#### STATED PROBLEM:
Reproduce everything from the start of the items down to the line containing "M19 86L21 80L16", renaming "flower cluster" to "blossom group" and changing nothing else. Leave the pictures out.

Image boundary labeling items

#####

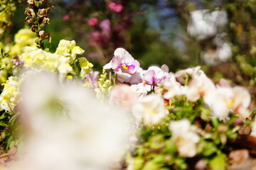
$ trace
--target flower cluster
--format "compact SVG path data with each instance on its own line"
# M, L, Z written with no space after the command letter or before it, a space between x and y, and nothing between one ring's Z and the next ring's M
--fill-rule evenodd
M19 86L21 80L16 76L10 76L0 95L0 109L14 112L15 107L19 102Z
M205 167L215 169L213 162L226 157L218 147L238 136L242 123L238 120L250 118L248 91L224 79L215 84L201 67L176 73L166 65L144 70L117 48L104 68L112 69L117 84L126 84L114 86L110 101L129 110L137 127L135 150L127 161L131 169L185 169L186 159L197 156L208 163Z
M37 37L28 28L21 29L14 36L14 45L11 47L9 55L15 57L24 52L24 47L35 44Z
M0 38L11 26L11 18L16 8L14 1L3 0L0 2Z
M50 12L50 9L53 8L53 6L47 4L44 8L43 2L44 0L28 0L28 4L31 6L26 9L25 13L28 16L25 21L31 26L31 30L36 33L39 38L36 41L38 47L43 48L43 40L48 40L50 42L51 38L49 33L43 30L46 25L50 23L50 19L47 17Z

#####

#### COMPLETE ANSWER:
$ trace
--target blossom group
--format "compact SVG path data with each instance on its own line"
# M, L, Z written with no space after the command letter or before it, a space between x and y, and nothing between one ring's Z and the next ring's M
--fill-rule evenodd
M19 86L21 80L16 76L10 76L0 95L0 109L14 112L15 107L19 102Z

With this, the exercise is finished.